How to complete this task – Give again every line from the one with "hand in the photo above." through the last line of the data, exactly, and leave out the lines before it.

Data records –
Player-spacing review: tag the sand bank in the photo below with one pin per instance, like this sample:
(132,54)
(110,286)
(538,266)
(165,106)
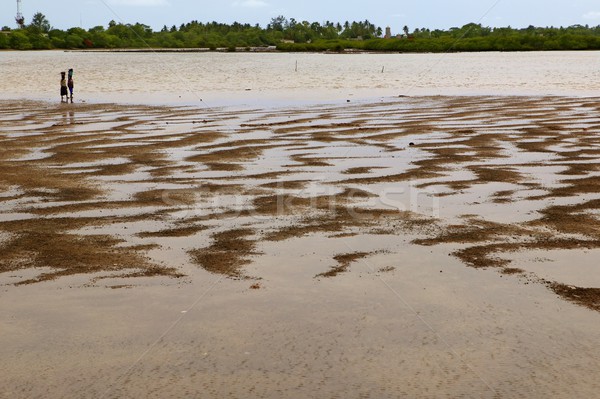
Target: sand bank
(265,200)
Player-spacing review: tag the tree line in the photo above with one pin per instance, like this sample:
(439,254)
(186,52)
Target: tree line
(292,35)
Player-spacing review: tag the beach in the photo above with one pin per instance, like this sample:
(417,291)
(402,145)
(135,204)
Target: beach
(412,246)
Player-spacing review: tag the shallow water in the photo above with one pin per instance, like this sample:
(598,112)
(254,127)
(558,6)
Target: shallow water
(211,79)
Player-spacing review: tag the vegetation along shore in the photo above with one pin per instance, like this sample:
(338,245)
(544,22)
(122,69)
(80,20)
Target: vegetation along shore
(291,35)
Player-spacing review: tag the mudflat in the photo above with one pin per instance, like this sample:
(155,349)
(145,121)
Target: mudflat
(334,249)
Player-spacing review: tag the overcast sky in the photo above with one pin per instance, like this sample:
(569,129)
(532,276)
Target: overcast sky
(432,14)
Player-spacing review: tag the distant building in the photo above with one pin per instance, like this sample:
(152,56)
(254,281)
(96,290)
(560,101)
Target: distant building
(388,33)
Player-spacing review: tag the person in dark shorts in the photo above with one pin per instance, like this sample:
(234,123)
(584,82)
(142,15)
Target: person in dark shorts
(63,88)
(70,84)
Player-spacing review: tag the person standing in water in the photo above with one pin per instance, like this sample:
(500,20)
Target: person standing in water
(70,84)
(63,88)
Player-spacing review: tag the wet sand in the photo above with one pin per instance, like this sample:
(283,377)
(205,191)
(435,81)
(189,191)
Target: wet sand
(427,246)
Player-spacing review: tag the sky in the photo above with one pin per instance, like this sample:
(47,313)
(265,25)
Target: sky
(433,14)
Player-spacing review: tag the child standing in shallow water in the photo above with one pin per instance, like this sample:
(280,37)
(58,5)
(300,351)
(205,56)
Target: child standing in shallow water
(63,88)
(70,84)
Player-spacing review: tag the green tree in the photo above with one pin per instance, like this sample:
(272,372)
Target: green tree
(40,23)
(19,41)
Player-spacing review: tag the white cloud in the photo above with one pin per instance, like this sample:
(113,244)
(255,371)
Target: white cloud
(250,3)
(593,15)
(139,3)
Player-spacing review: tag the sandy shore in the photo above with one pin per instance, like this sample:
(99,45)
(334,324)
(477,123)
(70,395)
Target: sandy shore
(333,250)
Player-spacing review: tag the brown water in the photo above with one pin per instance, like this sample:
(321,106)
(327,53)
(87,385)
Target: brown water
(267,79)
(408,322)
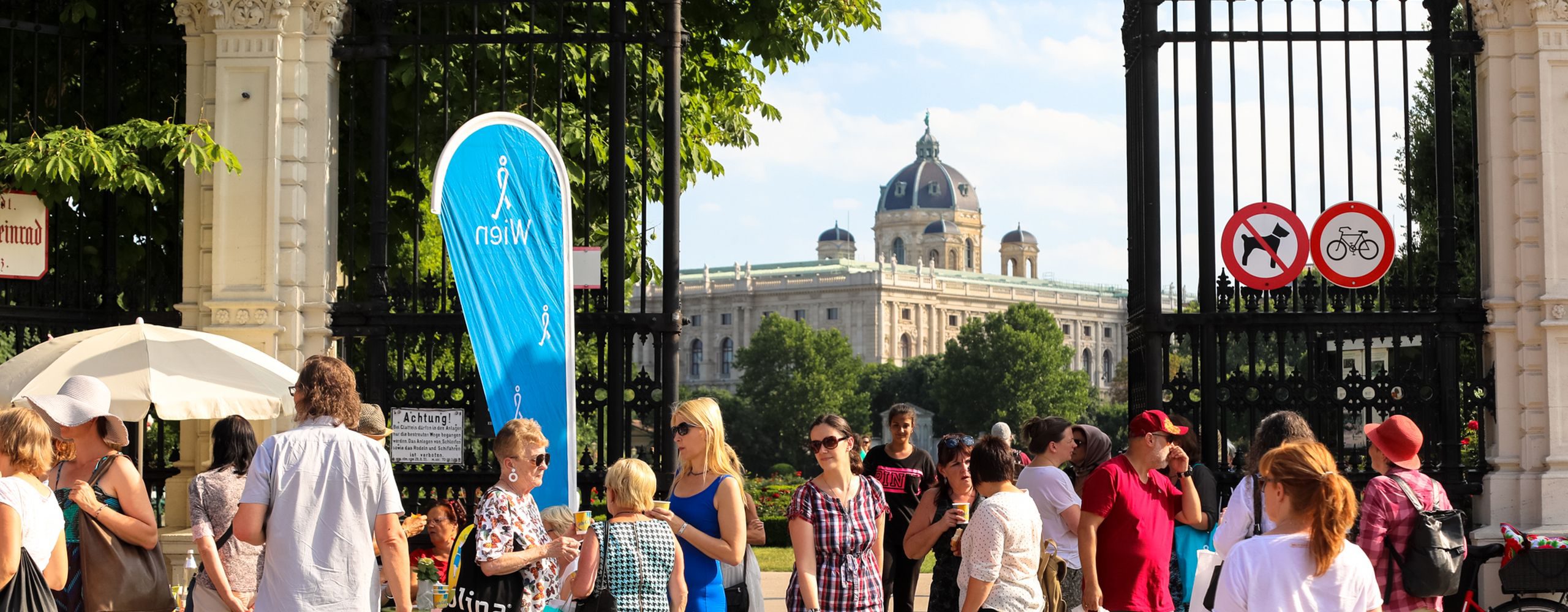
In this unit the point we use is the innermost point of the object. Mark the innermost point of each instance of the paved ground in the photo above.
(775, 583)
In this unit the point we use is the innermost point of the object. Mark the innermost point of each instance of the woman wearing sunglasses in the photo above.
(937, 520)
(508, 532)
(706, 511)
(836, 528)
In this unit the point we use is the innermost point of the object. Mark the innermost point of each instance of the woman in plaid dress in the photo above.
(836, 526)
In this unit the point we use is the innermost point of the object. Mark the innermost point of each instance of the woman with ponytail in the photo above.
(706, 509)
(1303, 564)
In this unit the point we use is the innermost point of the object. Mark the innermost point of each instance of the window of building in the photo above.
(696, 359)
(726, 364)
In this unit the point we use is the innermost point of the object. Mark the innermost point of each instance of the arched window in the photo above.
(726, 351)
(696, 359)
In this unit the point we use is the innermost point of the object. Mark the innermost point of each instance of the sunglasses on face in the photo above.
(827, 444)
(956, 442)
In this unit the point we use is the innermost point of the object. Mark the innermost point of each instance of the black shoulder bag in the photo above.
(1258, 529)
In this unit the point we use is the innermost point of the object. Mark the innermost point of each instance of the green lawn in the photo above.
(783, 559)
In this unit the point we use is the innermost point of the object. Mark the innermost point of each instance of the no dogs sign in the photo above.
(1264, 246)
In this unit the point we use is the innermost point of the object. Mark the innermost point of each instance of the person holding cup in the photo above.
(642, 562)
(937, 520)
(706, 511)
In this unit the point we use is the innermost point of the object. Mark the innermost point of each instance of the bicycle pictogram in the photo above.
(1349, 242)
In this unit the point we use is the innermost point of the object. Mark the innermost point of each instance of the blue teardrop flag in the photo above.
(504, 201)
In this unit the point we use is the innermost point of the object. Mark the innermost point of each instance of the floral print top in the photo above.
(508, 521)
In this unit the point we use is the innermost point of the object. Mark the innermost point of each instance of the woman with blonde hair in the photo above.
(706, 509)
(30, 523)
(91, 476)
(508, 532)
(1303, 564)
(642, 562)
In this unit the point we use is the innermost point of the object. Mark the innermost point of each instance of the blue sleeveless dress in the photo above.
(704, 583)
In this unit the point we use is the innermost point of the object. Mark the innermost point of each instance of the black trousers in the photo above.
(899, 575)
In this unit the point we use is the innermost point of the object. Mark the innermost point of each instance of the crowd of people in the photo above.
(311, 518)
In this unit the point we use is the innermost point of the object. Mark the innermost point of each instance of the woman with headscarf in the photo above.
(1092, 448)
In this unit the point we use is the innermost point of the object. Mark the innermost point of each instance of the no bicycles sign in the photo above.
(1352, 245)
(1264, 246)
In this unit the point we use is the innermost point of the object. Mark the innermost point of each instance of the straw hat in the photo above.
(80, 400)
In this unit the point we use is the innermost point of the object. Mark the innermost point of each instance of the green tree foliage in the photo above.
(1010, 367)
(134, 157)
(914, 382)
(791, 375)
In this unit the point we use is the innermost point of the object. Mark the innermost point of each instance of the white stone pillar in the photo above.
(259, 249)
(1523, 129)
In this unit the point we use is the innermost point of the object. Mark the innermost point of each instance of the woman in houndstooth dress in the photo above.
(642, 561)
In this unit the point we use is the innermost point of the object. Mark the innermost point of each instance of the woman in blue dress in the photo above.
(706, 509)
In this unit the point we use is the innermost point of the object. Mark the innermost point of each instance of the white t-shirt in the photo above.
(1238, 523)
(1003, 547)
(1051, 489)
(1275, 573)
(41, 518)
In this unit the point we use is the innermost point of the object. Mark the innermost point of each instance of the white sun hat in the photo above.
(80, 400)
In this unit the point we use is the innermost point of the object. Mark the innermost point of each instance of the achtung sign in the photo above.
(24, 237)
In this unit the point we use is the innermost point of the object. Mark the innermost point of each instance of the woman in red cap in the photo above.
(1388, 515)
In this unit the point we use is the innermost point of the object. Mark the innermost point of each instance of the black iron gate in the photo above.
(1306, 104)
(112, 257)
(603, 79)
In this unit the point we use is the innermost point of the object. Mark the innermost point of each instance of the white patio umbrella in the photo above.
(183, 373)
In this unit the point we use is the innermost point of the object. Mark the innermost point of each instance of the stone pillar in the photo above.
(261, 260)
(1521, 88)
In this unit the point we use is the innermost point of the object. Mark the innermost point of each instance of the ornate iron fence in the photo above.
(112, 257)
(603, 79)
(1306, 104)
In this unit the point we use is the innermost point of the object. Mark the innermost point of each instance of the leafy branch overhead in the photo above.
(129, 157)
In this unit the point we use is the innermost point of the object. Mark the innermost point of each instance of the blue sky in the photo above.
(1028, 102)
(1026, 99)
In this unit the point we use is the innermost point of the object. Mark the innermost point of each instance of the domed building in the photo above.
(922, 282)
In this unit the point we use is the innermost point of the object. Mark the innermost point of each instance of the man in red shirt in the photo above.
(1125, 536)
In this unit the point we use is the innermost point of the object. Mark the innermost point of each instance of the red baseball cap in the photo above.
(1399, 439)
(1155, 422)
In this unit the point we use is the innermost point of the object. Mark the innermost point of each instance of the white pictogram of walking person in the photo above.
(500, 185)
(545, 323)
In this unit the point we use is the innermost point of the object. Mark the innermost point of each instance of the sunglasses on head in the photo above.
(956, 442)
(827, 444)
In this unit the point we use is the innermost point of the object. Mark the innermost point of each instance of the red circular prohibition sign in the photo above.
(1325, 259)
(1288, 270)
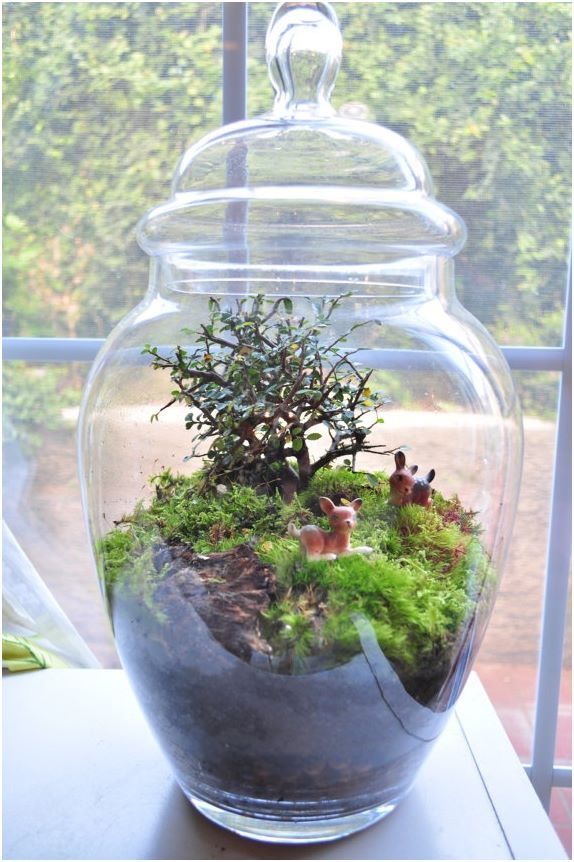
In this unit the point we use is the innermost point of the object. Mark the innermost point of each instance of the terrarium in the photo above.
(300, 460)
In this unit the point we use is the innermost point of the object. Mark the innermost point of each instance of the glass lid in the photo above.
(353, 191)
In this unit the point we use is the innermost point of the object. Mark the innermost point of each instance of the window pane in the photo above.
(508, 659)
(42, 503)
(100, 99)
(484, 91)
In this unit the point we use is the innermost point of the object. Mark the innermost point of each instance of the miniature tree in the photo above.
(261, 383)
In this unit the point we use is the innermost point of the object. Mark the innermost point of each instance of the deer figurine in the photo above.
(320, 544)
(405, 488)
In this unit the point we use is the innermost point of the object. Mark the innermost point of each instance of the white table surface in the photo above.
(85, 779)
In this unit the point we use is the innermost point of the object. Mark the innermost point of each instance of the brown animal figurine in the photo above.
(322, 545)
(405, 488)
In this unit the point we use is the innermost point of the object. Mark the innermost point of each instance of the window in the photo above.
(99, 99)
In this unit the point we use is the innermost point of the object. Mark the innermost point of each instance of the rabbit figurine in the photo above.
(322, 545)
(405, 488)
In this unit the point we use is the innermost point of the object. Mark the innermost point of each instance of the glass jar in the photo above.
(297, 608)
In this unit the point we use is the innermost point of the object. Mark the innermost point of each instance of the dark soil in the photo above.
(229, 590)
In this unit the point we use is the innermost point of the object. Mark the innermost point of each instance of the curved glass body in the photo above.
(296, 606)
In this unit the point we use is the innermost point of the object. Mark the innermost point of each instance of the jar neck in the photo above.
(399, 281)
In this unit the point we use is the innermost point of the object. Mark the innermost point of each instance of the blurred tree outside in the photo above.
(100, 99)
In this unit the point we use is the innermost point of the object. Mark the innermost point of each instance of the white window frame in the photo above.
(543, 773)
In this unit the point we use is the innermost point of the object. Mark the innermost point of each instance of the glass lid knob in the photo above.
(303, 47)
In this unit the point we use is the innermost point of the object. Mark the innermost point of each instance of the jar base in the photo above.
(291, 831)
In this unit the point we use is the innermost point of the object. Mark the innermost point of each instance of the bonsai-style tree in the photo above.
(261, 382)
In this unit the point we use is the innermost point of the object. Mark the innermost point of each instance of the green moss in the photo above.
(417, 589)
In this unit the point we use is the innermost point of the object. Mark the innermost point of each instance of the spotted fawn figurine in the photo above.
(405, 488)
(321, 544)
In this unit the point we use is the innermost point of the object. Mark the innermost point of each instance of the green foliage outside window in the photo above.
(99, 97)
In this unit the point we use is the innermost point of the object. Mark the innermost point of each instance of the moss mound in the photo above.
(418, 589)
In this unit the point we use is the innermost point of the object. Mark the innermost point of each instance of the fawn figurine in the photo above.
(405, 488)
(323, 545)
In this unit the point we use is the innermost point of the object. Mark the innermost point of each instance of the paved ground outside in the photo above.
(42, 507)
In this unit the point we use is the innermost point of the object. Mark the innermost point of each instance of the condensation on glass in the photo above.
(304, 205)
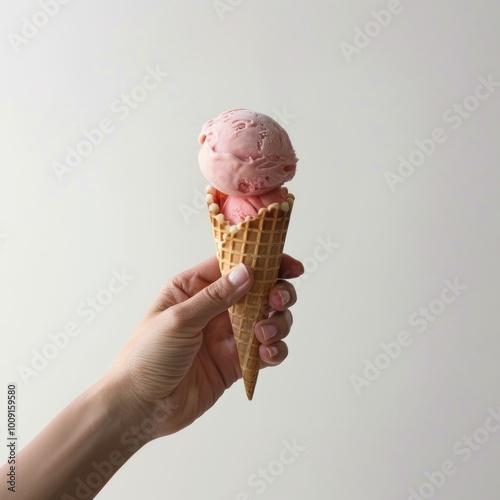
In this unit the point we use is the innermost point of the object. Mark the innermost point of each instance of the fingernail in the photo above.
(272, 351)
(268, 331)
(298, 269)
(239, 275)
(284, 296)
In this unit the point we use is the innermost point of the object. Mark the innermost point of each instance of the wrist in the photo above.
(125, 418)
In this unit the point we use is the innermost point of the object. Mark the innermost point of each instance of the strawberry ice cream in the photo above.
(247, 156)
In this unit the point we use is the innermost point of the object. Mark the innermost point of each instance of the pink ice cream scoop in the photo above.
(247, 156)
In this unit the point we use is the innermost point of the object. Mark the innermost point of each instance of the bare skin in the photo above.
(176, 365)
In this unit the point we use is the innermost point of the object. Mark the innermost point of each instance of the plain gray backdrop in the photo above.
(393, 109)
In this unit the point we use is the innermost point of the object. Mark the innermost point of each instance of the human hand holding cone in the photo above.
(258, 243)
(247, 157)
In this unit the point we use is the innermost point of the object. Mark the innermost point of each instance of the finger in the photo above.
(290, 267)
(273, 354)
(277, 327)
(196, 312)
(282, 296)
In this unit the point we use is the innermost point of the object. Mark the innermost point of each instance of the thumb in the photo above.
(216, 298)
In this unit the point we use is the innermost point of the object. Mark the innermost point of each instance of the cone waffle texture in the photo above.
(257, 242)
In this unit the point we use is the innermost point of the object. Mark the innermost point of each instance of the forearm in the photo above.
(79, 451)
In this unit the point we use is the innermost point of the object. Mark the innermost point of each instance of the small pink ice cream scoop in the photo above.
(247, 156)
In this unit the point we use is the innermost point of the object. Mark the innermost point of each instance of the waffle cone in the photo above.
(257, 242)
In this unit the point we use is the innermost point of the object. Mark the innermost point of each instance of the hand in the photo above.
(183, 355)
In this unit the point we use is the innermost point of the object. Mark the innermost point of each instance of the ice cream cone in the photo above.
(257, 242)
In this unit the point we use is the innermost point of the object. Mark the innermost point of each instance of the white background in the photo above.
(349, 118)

Response below –
In this unit the point we use is the innermost point of the object. Mark the innermost point of each instance of the hand in the photo above.
(183, 355)
In this unit the point we use is the innermost point of the object. Mark the innermost point of each instance of the ice cream cone in the photo above.
(257, 242)
In this unit the point we use is the innermost point of the object. Mark the innermost point of each instance of the white background in the photo above.
(349, 118)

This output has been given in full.